◆ **The problem**
Pick out every line in the entries below that contains the word "white" and copy each one. Match the word with its case, so a line qualifies only if its letters match in case.

----

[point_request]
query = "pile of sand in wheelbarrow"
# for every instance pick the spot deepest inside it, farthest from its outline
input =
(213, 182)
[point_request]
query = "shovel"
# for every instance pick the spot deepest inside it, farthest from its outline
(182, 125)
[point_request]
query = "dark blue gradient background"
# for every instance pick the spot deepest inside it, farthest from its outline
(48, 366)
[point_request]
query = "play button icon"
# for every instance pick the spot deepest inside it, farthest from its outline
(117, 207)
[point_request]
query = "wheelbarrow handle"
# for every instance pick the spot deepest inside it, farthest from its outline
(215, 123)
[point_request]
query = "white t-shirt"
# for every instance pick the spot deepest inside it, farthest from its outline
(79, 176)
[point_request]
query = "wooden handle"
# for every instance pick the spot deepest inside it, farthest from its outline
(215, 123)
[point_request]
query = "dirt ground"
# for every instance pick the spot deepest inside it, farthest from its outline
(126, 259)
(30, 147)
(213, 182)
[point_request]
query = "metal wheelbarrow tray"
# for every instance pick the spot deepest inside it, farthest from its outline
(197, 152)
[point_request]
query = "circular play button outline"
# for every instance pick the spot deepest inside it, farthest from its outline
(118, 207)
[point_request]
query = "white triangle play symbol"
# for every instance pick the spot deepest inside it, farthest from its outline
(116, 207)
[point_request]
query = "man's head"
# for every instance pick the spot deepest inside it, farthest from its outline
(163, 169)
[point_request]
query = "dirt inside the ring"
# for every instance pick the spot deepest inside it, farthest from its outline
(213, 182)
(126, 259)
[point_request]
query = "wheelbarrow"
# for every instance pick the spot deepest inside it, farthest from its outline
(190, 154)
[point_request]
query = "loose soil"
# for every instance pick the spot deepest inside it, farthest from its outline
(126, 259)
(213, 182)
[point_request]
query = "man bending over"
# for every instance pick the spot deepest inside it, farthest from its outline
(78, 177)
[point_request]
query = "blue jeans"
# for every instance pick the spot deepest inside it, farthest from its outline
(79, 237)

----

◆ **Finished answer**
query = "white t-shirt"
query = "white triangle play symbol"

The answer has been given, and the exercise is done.